[Stored data — start]

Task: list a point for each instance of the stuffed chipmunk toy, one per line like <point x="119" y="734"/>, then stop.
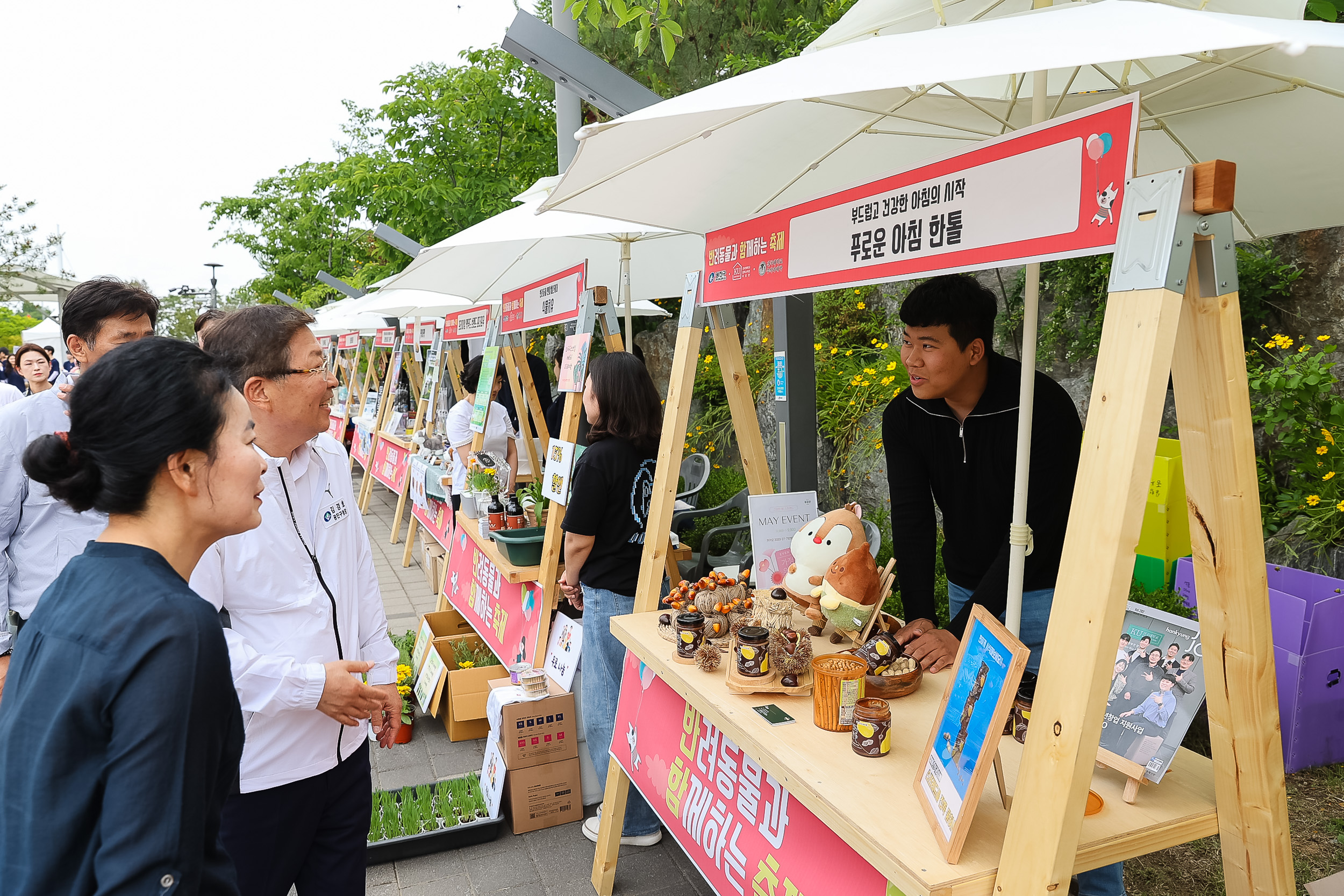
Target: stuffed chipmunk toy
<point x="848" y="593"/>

[Stored data — finish]
[Stored data — start]

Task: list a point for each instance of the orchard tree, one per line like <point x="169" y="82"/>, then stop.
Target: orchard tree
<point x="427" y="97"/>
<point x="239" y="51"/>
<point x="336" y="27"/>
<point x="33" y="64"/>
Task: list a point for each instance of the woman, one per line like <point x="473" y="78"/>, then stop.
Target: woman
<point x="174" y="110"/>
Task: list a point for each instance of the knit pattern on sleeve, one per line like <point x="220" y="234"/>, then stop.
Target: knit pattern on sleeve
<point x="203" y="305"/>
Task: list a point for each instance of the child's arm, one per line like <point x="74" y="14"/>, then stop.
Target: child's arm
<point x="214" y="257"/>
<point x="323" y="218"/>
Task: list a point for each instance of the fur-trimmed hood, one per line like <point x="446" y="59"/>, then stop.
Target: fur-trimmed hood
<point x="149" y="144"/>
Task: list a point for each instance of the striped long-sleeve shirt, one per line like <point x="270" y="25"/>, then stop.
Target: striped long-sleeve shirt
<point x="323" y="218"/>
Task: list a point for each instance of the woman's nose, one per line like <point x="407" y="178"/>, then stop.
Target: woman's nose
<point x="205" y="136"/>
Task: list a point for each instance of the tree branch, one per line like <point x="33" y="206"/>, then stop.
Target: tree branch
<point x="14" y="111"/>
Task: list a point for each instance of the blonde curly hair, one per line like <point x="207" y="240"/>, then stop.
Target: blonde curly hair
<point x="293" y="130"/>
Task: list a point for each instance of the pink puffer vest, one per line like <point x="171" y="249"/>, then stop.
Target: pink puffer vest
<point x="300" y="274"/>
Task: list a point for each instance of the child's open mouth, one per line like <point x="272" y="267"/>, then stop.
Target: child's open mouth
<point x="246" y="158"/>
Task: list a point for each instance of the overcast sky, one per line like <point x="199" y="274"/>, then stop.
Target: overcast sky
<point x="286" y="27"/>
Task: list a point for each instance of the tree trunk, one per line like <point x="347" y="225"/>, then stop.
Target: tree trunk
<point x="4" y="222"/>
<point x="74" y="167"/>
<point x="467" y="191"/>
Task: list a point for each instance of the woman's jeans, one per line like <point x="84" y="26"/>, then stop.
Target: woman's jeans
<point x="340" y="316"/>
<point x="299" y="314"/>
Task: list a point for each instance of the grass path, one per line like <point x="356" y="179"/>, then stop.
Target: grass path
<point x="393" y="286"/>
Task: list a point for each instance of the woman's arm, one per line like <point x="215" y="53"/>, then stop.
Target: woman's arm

[Stored data — finish]

Assigned task:
Working from the material above, retype exactly the lines from the one with "Task: list a point for each instance of the child's open" through the one with "Target: woman's arm", both included, and only those lines.

Completed exercise:
Task: list a point for each instance of the child's open mouth, one per line like <point x="272" y="267"/>, then stop.
Target: child's open mouth
<point x="246" y="158"/>
Task: list a point for each instance of the overcast sky, one per line like <point x="199" y="274"/>, then stop.
Target: overcast sky
<point x="286" y="27"/>
Task: list a point for each instance of the tree trunk, one per line like <point x="347" y="225"/>, then stop.
Target: tree trunk
<point x="4" y="222"/>
<point x="74" y="167"/>
<point x="467" y="191"/>
Task: list a point for each instance of the woman's jeans, one per line like <point x="84" y="26"/>, then stop.
Target: woman's jeans
<point x="340" y="316"/>
<point x="299" y="314"/>
Task: list a point for each instance of the grass path, one per line like <point x="356" y="179"/>, then stop.
Target: grass path
<point x="393" y="286"/>
Task: list a point for each instance of the woman's arm, one per line like <point x="215" y="53"/>, then stop.
Target: woman's arm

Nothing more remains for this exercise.